─── Exercise data
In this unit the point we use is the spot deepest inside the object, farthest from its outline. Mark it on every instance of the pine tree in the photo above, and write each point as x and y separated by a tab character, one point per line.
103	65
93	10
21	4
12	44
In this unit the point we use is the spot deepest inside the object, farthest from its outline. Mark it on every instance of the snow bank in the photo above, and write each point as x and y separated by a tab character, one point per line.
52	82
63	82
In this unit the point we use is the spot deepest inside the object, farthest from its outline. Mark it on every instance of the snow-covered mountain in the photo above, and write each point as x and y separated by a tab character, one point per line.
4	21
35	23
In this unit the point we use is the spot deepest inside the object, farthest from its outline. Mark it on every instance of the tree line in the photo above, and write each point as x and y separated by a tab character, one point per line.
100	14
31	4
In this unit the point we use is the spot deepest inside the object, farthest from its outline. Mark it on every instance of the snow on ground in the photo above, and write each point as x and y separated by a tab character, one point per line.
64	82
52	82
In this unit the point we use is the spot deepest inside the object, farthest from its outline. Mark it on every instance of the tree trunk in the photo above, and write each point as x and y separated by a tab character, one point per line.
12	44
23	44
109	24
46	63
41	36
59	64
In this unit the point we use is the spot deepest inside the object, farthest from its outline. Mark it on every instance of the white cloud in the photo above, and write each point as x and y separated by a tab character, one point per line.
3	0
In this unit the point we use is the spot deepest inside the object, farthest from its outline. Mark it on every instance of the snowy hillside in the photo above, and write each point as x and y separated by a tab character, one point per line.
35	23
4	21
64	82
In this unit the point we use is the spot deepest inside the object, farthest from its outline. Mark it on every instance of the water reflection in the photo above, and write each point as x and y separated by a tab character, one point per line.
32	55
──────
## [Written instruction]
Return every one of the lines above word for word, keeping them in their original order.

## [Solution for this task]
In this unit the point we use is the spot deepest inside the object, farthest from its outline. Mark it on every instance of the pine tree in the photo above, and write each point as x and y separated by a tab character, one point per line.
103	65
93	10
21	4
12	44
In this unit the point we use is the spot deepest inside the object, farthest from its outline. Mark it on every instance of the snow bank in the photo above, and write each point as x and y separated by a tab character, one point per line.
52	82
63	82
In this unit the point we use is the spot deepest inside the object, farthest from its outline. Mark it on every instance of the snow-covered mountain in the photo above, and write each point as x and y separated by a tab character, one point per line.
4	21
35	23
In this unit the point we use is the spot deepest inside the object, farthest from its outline. Mark it on every instance of the tree line in the photo above, and write each point as x and y separated by a tab character, one point per line.
100	14
31	4
In this unit the point we use is the spot deepest inside the object, farthest from its outline. Mark it on every instance of the snow on ground in the photo above, and write each point as x and y separated by a tab character, one point per line.
64	82
52	82
In this unit the point we use is the spot deepest inside the object, farthest from its outline. Mark it on every instance of the tree trunk in the photo above, and write each point as x and y separated by a tab character, one point per line.
12	44
23	44
109	24
46	63
41	36
59	64
In this unit the point we use is the spot deepest inside the object, farthest from its outline. Mark it on every instance of the white cloud in the photo above, and write each point as x and y separated by a tab character, one point per line.
3	0
In this unit the point we use is the spot deepest inside the object, farthest from its outline. Mark it on every instance of the snowy hillside in the photo above, and write each point as x and y separated by a tab character, one point per line.
35	23
4	21
64	82
In this unit the point we use is the spot deepest inside the object, farthest from its outline. Mark it on every instance of the water reflection in the photo above, and write each point as x and y separated by a tab character, one point per line.
32	55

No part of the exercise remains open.